═══ Supplied data

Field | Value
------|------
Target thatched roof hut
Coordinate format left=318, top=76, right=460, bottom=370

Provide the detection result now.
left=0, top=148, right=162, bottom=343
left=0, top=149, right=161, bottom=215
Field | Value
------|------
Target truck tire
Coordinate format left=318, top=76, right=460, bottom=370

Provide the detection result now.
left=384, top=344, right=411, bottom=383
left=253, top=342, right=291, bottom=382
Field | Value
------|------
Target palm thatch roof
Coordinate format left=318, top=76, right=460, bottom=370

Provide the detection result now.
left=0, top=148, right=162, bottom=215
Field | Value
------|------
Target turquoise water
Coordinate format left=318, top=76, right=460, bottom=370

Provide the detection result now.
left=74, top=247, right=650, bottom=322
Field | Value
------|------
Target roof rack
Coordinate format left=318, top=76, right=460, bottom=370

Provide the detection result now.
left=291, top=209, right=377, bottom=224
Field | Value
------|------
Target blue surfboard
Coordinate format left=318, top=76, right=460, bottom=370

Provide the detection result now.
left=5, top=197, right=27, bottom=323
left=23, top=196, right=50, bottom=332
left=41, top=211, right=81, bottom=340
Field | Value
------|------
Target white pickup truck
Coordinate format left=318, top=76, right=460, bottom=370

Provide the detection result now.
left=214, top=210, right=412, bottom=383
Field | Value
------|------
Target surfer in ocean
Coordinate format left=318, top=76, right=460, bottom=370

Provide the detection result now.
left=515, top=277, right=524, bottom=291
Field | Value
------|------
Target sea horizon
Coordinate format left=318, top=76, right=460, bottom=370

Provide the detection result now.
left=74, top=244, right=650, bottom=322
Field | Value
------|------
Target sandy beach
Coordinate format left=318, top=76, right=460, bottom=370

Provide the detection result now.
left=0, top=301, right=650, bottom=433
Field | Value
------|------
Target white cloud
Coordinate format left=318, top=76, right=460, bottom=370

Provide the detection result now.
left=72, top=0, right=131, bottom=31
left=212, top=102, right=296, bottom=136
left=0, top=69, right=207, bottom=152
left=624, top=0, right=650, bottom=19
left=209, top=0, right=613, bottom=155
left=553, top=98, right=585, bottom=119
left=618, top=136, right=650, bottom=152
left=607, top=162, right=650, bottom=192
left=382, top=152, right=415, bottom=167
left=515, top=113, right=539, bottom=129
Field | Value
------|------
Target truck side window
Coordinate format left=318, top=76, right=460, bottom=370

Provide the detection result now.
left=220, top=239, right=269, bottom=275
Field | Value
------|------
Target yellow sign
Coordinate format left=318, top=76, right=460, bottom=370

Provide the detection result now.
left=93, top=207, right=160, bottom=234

══════

Please gather every line in the items above that contains the word "white", and copy each of those lines in full.

- **Result of the exercise**
Target white pickup truck
Target white cloud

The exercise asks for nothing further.